(Instructions for the task): Only the lines from the one containing "Question. The photo above holds the wood grain" to the end of the material belong in your answer. Please copy them word for word.

§

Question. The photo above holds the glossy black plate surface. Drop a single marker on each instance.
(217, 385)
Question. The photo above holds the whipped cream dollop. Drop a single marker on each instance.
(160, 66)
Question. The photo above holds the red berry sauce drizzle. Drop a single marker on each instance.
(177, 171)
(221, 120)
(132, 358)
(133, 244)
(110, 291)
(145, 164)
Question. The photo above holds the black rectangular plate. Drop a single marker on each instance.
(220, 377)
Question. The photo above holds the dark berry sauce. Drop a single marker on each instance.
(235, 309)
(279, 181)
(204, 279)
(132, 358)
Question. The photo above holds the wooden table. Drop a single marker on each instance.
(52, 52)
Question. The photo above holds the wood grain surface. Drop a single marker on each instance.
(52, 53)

§

(Solution to this task):
Question. The photo above holds the wood grain surface. Drop a single marker on each instance.
(52, 53)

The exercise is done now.